■ SUPPLIED MATERIAL ■
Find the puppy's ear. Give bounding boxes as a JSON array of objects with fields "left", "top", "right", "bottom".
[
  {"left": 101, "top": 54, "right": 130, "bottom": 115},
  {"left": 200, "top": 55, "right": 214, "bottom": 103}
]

■ EXERCISE REQUIREMENTS ■
Arrange every line of the entries above as a numbered list, omitting blank lines.

■ RESULT OF THIS EXERCISE ■
1. Find the puppy's ear. Give bounding boxes as a JSON array of objects with fields "left", "top", "right", "bottom".
2. [
3.   {"left": 101, "top": 54, "right": 130, "bottom": 115},
4.   {"left": 200, "top": 55, "right": 214, "bottom": 103}
5. ]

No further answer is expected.